Items in a dataset
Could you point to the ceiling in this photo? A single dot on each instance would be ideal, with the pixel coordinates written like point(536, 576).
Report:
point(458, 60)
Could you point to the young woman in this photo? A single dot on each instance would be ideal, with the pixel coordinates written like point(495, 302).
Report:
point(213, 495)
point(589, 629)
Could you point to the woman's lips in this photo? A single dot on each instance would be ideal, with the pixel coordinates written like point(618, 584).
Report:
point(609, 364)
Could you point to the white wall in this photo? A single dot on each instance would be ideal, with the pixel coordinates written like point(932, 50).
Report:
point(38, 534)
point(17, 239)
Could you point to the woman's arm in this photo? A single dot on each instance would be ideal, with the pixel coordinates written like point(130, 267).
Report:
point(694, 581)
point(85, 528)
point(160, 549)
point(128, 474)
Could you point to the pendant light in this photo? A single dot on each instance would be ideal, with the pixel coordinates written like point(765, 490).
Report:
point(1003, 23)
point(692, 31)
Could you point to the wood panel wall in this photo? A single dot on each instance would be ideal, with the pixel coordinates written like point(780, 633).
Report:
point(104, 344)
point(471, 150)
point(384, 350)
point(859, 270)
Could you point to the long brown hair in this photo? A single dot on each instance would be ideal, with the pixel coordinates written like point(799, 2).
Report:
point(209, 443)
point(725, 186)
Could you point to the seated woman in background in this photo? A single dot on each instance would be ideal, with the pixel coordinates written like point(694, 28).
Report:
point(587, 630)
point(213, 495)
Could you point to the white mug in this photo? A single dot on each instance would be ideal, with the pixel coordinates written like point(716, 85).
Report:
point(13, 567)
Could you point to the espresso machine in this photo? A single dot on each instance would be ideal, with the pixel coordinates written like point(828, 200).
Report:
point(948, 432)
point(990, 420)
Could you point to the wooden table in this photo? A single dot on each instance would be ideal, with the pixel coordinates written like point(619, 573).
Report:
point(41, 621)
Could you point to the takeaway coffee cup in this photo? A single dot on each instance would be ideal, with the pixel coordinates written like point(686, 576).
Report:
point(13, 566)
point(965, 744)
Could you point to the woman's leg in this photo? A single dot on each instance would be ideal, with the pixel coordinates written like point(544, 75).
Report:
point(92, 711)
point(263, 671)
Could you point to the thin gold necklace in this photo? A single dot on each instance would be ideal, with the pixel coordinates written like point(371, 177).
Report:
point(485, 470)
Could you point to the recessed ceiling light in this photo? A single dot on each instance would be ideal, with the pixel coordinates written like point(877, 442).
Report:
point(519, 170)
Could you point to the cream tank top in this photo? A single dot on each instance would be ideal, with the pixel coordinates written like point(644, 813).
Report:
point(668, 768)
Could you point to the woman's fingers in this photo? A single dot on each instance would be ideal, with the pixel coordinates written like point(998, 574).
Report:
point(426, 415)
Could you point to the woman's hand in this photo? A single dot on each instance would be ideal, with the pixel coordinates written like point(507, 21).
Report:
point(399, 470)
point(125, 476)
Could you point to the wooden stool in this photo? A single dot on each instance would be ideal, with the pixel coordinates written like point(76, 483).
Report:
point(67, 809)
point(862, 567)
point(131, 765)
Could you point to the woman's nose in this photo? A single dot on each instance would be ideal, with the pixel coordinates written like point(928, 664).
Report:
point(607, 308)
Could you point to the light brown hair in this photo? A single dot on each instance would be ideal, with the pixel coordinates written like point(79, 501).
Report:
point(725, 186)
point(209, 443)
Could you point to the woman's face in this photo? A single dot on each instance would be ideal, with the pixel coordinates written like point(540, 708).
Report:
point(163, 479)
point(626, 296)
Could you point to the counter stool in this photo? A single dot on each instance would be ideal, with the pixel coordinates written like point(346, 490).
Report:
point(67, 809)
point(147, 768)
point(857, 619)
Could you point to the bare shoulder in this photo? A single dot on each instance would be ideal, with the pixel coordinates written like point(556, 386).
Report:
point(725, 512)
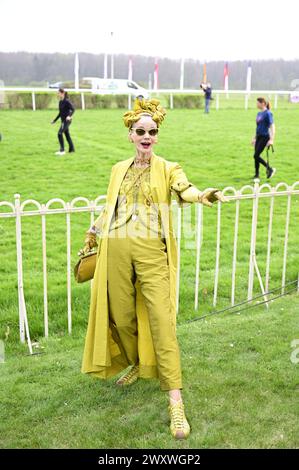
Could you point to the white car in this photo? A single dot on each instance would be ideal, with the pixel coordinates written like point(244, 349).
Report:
point(115, 86)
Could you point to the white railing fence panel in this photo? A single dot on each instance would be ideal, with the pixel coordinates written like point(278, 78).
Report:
point(255, 193)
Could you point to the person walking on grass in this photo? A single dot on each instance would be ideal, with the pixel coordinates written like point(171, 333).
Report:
point(207, 89)
point(66, 111)
point(264, 137)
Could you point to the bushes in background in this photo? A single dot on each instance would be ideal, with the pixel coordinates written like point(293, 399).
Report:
point(23, 100)
point(188, 101)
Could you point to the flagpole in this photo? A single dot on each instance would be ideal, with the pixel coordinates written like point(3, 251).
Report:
point(105, 65)
point(182, 73)
point(156, 75)
point(76, 70)
point(248, 78)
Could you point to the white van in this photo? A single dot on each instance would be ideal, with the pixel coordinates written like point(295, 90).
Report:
point(115, 86)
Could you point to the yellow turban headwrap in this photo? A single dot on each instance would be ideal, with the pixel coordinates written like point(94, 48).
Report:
point(141, 106)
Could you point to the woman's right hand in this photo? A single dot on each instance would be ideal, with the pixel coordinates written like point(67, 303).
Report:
point(90, 242)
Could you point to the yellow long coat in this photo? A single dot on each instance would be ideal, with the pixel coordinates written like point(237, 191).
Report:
point(103, 356)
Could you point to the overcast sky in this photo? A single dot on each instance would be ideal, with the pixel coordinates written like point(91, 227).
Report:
point(225, 30)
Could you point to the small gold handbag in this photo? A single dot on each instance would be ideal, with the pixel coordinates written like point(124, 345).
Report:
point(85, 268)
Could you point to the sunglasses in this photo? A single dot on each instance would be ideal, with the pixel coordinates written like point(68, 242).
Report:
point(152, 132)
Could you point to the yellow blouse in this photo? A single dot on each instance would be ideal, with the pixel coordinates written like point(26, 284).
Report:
point(135, 203)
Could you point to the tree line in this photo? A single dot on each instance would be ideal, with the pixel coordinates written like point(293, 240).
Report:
point(39, 69)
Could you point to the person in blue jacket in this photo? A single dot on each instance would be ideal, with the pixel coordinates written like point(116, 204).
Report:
point(207, 89)
point(264, 136)
point(66, 111)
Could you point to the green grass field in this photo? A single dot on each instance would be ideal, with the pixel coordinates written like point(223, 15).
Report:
point(241, 389)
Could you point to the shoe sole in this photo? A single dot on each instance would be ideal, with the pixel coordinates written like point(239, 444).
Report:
point(119, 384)
point(180, 435)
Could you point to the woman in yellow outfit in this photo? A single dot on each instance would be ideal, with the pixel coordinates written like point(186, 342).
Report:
point(132, 316)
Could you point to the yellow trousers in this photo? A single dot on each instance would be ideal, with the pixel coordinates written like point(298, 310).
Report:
point(145, 259)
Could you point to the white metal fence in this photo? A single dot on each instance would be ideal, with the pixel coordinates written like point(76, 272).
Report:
point(255, 193)
point(218, 94)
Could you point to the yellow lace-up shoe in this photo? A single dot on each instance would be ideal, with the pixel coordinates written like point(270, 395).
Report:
point(129, 377)
point(179, 425)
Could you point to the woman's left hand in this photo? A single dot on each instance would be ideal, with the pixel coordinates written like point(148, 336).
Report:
point(213, 195)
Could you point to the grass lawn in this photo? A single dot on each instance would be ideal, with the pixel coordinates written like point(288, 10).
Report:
point(241, 388)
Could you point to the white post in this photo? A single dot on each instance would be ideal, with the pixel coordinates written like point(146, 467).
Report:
point(246, 101)
point(19, 267)
point(45, 282)
point(23, 321)
point(171, 100)
point(33, 101)
point(179, 236)
point(82, 101)
point(286, 239)
point(253, 239)
point(235, 251)
point(269, 244)
point(198, 249)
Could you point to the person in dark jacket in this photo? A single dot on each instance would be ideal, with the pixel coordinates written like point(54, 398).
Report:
point(264, 136)
point(66, 111)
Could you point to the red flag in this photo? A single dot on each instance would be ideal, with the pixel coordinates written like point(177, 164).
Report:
point(225, 73)
point(204, 78)
point(130, 71)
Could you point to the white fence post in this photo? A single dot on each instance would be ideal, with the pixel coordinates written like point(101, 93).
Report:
point(33, 101)
point(256, 192)
point(171, 100)
point(253, 239)
point(179, 236)
point(235, 251)
point(69, 269)
point(45, 280)
point(19, 267)
point(286, 239)
point(246, 101)
point(198, 250)
point(23, 321)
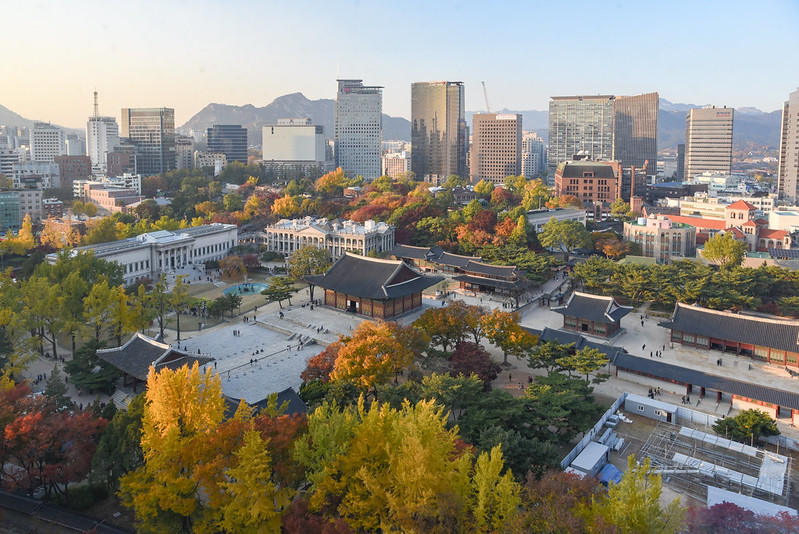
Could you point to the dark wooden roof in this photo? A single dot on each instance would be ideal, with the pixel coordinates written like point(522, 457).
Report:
point(372, 278)
point(140, 352)
point(594, 308)
point(432, 254)
point(772, 332)
point(504, 271)
point(295, 403)
point(685, 375)
point(564, 338)
point(518, 284)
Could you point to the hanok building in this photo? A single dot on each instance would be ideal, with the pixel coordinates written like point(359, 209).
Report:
point(592, 314)
point(504, 280)
point(135, 358)
point(372, 287)
point(769, 339)
point(432, 259)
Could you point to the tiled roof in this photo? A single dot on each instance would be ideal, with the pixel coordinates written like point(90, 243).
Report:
point(432, 254)
point(140, 352)
point(564, 338)
point(699, 222)
point(594, 308)
point(506, 271)
point(295, 403)
point(741, 205)
point(769, 332)
point(517, 284)
point(372, 278)
point(685, 375)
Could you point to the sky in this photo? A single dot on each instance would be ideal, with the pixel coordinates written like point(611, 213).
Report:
point(185, 54)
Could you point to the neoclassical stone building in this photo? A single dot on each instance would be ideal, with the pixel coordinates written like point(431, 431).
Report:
point(152, 254)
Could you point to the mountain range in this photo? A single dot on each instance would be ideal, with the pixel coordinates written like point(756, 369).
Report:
point(753, 128)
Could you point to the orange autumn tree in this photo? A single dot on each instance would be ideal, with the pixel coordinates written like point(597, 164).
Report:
point(503, 330)
point(376, 352)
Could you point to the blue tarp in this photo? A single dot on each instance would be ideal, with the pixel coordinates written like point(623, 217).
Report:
point(609, 474)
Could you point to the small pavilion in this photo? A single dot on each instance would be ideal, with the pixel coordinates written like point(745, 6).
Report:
point(592, 314)
point(372, 287)
point(140, 352)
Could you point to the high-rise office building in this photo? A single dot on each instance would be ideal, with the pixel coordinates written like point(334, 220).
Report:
point(708, 141)
point(534, 155)
point(439, 135)
point(359, 128)
point(788, 173)
point(184, 151)
point(635, 131)
point(152, 130)
point(229, 139)
point(580, 125)
point(102, 137)
point(496, 150)
point(605, 128)
point(46, 142)
point(294, 141)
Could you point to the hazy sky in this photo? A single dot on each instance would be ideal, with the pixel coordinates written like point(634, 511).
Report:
point(185, 54)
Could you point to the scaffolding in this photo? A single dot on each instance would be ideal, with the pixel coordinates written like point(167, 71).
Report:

### Problem to work on
Reproduce the records above word for word, starting at the line containing "Could you point to the yellow lace-up" and ending with the line containing "point(241, 388)", both included.

### Response to the task
Could you point to the yellow lace-up shoe in this photo? A single dot on each instance would be ideal, with the pixel coordinates written like point(270, 395).
Report:
point(129, 377)
point(179, 425)
Could you point to the woman's left hand in this photo? A single dot on each instance would be ideal, with the pixel coordinates written like point(148, 336).
Report:
point(213, 195)
Could you point to the grass lawn in this photo? A single dot on each instance would be ideal, with the pixel coordinates written like point(288, 10).
Report:
point(241, 388)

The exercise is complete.